→ **Source material**
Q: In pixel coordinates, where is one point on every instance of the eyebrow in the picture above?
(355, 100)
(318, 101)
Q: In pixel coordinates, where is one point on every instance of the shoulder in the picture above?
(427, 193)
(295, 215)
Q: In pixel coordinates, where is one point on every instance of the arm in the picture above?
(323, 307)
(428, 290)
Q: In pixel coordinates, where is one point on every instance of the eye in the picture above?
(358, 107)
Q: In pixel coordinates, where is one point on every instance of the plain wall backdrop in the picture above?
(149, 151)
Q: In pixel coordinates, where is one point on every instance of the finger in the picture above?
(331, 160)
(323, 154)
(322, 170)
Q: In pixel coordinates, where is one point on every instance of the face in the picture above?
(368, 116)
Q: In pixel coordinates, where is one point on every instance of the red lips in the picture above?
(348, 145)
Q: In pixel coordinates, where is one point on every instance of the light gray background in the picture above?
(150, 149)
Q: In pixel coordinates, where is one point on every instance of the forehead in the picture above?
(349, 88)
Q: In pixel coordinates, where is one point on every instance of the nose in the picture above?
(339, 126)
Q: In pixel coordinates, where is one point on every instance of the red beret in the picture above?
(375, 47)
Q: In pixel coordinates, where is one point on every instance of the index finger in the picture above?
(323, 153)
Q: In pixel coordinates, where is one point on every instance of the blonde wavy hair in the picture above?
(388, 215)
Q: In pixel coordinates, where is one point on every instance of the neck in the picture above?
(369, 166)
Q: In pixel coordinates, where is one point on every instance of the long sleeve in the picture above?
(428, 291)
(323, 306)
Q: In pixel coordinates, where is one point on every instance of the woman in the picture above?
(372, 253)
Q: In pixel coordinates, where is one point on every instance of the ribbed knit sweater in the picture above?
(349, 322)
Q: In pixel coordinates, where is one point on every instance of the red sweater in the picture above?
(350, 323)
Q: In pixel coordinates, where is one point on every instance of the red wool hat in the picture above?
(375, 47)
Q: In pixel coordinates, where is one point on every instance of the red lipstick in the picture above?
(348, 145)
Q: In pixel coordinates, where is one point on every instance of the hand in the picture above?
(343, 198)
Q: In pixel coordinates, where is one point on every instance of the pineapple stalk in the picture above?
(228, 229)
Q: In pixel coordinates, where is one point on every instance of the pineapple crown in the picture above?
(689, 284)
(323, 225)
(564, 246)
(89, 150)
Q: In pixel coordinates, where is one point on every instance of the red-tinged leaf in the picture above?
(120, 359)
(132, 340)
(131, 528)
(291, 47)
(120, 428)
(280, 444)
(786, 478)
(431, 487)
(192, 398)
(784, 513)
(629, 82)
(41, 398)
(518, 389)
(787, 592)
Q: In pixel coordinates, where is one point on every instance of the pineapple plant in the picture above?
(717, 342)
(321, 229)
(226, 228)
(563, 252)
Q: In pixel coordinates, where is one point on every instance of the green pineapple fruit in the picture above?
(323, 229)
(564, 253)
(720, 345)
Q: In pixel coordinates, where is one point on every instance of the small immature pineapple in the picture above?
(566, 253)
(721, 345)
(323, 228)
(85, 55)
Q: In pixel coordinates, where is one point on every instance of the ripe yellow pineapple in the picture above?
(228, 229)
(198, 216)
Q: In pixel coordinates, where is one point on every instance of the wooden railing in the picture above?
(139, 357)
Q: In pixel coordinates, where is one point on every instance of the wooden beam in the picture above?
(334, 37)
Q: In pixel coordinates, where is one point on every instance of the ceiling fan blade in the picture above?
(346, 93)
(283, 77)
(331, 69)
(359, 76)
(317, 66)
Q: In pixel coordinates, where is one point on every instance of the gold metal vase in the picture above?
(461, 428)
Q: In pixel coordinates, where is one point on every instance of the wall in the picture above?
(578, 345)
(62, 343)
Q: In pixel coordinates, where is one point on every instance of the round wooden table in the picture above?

→ **Exercise brief**
Word for word, give back all the lines above.

→ **Exercise output**
Q: In pixel coordinates, where is one point on every instance of the eyebrow in the picture above?
(355, 100)
(318, 101)
Q: In pixel coordinates, where is one point on every instance of the shoulder in the picture above?
(427, 193)
(295, 215)
Q: In pixel coordinates, where is one point on every instance of the arm in the picture above?
(323, 307)
(428, 290)
Q: In pixel coordinates, where is one point on every instance of the eye in the picture above?
(358, 107)
Q: In pixel coordinates, where is one point on every instance of the plain wall backdrop in the picture above?
(149, 151)
Q: In pixel coordinates, where is one point on every instance of the finger in the picture above?
(331, 160)
(323, 154)
(322, 170)
Q: In pixel coordinates, where is one point on every instance of the face in the picture above?
(368, 116)
Q: In pixel coordinates, where is one point on every instance of the red lips in the picture above?
(348, 145)
Q: In pixel coordinates, where is one point on every instance of the light gray background in the picture above?
(150, 149)
Q: In pixel coordinates, where is one point on every instance of the forehead in the picture above?
(349, 88)
Q: In pixel coordinates, where is one point on every instance of the nose in the picture above?
(339, 126)
Q: In pixel coordinates, where is one point on every instance of the red beret in the picture above?
(375, 47)
Q: In pixel coordinates, where is one point on every instance of the index finger in the picture above?
(323, 153)
Q: In pixel coordinates, where is one point on every instance of the blonde wavy hair in the picture above?
(388, 215)
Q: In pixel coordinates, where is one point on every instance of the neck in the picture above?
(369, 166)
Q: In pixel coordinates, where is one point on every instance of the long sleeve in the picture above?
(428, 291)
(323, 306)
Q: In pixel coordinates, where is one point on every instance of the woman in the picture above?
(372, 253)
Q: In pixel coordinates, where is one point on every instance of the ribbed knit sweater in the picture above?
(349, 322)
Q: In pixel coordinates, where is one point on every instance of the red sweater in the picture above?
(350, 323)
Q: In pixel coordinates, where is one point on every instance of the red wool hat in the picture above?
(375, 47)
Q: In pixel coordinates, where is one point on every instance of the red lipstick in the picture above?
(348, 145)
Q: In pixel coordinates, where is one point on every instance of the hand in the picture above?
(343, 198)
Q: In pixel coordinates, where is one point on every instance of the pineapple stalk in the picture above?
(228, 229)
Q: In pixel coordinates, where is one point on every instance of the pineapple crown in the picture above?
(689, 284)
(323, 225)
(564, 246)
(89, 150)
Q: In pixel coordinates, where is one point on every instance of the red-tinged leaf in the picture above?
(120, 359)
(132, 340)
(131, 528)
(291, 47)
(120, 428)
(280, 444)
(786, 478)
(431, 487)
(192, 398)
(784, 513)
(629, 82)
(41, 398)
(518, 389)
(787, 592)
Q: In pixel coordinates, where is one point on every instance of the pineapple plant in the picture above?
(717, 342)
(321, 229)
(226, 228)
(563, 252)
Q: In pixel coordinates, where is one point on every instance of the green pineapple fruit in the picture above?
(323, 229)
(564, 253)
(720, 345)
Q: In pixel coordinates, where is one point on every instance of the small immature pineapple in the picture above?
(566, 253)
(721, 345)
(323, 228)
(85, 55)
Q: In pixel coordinates, where is one point on every instance of the ripe yellow pineapple in the picture above?
(228, 229)
(198, 216)
Q: In pixel coordinates, where is one point on every instance of the wooden railing in the picture above?
(139, 357)
Q: In pixel coordinates, where is one point on every instance of the wooden beam in the picture above?
(334, 37)
Q: In pixel coordinates, where is one point on every instance of the ceiling fan blade in the picture above?
(346, 93)
(283, 77)
(331, 69)
(359, 76)
(317, 66)
Q: In pixel coordinates, where is one point on every instance of the gold metal vase in the picture above?
(461, 428)
Q: In pixel coordinates, where is one point on every instance of the wall in the picture above?
(578, 345)
(62, 343)
Q: In pixel coordinates, where is one point on every instance of the round wooden table in the picture above?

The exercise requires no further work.